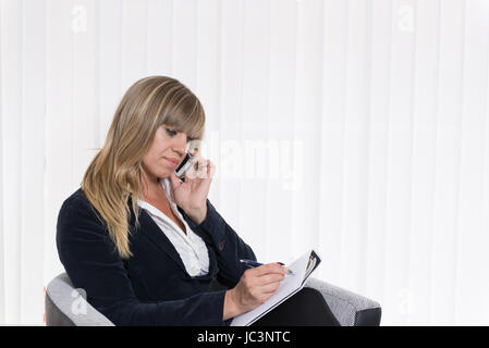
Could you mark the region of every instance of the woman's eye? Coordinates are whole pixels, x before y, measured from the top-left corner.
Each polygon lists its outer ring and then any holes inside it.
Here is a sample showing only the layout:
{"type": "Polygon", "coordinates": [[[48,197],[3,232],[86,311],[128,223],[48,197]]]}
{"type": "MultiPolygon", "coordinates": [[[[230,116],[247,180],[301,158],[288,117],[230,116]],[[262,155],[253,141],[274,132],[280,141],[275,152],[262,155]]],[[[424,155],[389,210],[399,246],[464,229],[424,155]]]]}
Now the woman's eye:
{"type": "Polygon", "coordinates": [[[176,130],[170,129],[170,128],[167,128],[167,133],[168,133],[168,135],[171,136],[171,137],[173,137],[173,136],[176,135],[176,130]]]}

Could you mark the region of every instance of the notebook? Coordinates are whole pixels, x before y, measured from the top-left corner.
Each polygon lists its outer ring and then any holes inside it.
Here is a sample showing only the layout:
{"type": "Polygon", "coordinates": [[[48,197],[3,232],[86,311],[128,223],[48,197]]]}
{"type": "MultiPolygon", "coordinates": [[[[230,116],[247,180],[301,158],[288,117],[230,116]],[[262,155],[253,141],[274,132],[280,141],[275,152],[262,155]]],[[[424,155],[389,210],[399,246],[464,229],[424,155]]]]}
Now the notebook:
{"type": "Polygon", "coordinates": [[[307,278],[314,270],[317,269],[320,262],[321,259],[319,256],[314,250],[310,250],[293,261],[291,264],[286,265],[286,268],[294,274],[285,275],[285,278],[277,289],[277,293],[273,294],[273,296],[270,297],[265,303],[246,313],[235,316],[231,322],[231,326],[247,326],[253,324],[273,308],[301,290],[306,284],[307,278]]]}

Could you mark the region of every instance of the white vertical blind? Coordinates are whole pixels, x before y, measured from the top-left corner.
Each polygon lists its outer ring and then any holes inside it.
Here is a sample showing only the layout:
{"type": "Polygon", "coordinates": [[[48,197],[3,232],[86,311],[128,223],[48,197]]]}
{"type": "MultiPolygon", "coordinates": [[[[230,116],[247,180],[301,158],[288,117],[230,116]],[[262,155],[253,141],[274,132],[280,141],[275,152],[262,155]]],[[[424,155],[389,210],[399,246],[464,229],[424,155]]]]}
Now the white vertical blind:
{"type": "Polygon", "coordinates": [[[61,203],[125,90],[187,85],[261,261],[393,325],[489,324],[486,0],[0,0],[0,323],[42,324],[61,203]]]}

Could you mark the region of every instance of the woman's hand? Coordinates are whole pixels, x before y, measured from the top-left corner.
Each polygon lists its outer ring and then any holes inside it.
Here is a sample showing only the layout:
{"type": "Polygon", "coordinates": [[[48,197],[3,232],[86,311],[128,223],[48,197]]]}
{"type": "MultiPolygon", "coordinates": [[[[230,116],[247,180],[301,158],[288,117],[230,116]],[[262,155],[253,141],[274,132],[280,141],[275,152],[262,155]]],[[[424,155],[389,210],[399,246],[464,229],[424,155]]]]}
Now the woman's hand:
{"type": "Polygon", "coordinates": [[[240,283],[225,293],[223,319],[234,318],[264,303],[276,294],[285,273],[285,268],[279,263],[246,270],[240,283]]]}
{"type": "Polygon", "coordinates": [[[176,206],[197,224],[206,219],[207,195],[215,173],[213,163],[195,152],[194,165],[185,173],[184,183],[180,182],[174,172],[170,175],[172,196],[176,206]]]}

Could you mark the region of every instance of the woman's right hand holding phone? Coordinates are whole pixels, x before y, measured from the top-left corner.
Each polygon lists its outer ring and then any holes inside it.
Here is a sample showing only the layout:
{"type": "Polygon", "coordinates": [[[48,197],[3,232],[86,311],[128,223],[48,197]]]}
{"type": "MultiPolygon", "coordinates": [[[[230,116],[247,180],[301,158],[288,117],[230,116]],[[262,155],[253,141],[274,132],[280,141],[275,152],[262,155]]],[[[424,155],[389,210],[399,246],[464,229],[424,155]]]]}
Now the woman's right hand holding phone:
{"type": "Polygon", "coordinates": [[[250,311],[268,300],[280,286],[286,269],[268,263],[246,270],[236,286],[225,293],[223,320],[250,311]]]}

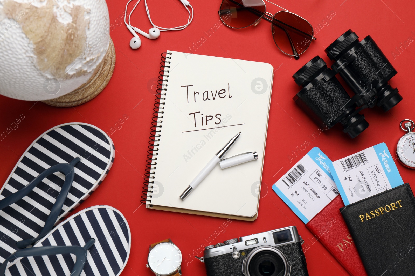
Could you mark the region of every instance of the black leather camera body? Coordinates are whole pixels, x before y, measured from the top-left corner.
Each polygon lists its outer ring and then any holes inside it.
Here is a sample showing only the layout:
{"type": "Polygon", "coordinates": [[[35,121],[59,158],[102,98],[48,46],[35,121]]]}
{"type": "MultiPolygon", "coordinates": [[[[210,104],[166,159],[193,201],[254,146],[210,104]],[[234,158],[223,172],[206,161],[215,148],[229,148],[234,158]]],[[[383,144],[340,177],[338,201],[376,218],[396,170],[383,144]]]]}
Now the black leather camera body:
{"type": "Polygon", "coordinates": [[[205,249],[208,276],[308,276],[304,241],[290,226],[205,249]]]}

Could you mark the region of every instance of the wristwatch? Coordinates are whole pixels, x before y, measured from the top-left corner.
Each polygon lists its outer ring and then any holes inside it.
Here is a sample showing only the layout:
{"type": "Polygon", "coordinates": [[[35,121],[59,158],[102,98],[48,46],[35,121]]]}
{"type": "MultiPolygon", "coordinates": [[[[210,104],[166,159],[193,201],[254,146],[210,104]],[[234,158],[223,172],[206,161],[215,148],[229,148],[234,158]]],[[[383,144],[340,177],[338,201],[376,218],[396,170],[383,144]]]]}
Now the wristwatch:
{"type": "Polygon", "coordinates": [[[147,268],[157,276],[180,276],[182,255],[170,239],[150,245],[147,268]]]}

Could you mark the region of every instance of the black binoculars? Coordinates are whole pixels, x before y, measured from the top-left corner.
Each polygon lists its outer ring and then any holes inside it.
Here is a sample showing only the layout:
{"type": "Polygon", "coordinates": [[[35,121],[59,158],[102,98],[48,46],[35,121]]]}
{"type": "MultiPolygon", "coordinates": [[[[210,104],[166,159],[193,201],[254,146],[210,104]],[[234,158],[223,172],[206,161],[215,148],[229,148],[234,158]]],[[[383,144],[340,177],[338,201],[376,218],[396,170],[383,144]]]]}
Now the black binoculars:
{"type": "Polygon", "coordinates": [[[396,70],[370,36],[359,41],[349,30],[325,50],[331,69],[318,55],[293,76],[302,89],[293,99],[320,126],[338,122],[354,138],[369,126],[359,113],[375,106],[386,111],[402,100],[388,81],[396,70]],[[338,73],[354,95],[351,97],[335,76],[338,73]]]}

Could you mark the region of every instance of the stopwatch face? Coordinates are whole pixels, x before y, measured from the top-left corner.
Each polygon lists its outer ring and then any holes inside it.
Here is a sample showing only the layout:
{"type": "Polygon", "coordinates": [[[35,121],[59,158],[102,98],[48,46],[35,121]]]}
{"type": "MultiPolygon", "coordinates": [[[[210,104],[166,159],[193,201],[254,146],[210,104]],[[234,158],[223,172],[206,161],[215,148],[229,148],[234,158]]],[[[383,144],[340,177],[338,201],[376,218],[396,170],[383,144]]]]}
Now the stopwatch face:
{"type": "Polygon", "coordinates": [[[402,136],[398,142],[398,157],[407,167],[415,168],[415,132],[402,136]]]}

# # # # # # #

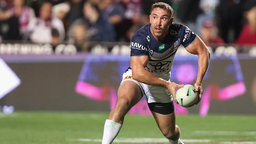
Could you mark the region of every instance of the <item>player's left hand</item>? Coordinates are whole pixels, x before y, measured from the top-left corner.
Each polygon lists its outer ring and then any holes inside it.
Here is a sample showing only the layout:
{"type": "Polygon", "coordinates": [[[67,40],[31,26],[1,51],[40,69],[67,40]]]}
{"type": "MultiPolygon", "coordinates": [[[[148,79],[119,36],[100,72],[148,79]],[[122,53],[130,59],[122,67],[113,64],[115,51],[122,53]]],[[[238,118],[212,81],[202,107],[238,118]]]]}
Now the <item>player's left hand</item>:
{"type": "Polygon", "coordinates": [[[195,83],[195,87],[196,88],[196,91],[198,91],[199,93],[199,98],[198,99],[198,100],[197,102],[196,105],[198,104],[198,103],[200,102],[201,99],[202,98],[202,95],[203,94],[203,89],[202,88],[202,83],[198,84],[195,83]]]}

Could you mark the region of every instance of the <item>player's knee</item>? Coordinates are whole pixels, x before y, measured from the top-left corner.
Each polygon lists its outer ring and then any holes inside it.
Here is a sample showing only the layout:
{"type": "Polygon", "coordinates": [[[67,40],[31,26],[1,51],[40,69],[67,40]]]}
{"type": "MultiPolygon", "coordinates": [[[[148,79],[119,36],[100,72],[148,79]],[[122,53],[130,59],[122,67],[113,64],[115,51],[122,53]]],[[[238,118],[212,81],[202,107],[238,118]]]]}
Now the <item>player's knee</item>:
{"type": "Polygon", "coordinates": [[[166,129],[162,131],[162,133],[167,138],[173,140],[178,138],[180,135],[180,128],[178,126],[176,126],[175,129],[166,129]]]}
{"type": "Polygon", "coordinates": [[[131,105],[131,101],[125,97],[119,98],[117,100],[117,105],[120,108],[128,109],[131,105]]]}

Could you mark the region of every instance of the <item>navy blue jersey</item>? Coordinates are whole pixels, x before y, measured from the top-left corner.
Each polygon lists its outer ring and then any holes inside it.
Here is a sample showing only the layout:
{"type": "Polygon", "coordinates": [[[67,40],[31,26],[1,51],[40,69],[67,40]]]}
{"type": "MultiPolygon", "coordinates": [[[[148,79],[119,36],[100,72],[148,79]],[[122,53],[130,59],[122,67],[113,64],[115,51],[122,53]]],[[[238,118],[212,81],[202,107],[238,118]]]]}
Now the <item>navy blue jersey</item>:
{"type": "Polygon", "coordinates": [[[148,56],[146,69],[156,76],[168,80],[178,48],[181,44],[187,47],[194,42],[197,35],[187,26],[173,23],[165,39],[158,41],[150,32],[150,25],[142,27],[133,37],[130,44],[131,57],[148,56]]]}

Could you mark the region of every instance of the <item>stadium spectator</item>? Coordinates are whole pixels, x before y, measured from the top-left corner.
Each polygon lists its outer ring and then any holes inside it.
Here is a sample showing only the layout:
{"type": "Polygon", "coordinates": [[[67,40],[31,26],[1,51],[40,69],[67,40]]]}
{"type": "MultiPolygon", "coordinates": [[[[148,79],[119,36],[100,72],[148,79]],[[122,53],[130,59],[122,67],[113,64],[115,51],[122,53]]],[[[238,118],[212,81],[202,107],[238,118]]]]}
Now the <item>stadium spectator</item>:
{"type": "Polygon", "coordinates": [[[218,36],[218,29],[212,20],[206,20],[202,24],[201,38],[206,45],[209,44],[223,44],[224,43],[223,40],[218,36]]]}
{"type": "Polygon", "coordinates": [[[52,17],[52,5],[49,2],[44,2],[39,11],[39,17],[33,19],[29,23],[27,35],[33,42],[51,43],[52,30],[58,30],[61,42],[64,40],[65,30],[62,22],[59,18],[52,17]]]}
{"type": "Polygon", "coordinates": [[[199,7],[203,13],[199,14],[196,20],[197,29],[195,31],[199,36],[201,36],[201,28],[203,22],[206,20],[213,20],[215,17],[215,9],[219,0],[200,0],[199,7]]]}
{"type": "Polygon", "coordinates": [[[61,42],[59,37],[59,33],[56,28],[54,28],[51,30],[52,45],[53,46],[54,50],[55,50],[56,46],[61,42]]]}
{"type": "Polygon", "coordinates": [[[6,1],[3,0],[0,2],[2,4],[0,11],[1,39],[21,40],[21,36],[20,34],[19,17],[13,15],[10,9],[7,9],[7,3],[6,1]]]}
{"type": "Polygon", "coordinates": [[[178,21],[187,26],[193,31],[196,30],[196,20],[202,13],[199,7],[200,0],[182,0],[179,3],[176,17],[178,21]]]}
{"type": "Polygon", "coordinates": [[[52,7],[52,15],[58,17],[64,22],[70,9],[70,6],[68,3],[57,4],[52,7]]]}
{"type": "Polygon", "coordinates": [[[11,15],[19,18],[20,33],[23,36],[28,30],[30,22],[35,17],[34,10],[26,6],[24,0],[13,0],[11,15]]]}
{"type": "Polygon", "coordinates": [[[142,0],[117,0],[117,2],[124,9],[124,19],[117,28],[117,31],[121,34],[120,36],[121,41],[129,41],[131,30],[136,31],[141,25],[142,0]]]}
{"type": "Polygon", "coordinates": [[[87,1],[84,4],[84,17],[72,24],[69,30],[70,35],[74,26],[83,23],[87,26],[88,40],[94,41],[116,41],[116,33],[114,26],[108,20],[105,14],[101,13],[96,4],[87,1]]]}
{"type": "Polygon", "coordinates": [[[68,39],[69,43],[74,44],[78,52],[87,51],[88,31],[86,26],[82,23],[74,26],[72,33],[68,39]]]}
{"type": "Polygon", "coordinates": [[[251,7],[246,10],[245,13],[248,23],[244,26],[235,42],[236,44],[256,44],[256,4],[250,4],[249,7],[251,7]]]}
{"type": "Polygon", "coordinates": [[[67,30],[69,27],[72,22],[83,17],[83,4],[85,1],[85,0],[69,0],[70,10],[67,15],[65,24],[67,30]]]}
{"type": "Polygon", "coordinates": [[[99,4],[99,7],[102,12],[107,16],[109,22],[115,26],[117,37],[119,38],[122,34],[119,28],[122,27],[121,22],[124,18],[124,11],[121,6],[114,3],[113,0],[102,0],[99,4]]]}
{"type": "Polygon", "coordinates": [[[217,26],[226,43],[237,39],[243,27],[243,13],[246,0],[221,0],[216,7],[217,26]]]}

# # # # # # #

> [INSTRUCCIONES Y REQUISITOS] Reúne todas las líneas de los registros que contengan la palabra "vertical". Ten en cuenta las mayúsculas y minúsculas.

> [SOLUCIÓN PROPUESTA]
Could you mark the region of every instance of the white vertical blind? Coordinates are whole pixels, x before y, measured from the top-left corner.
Now the white vertical blind:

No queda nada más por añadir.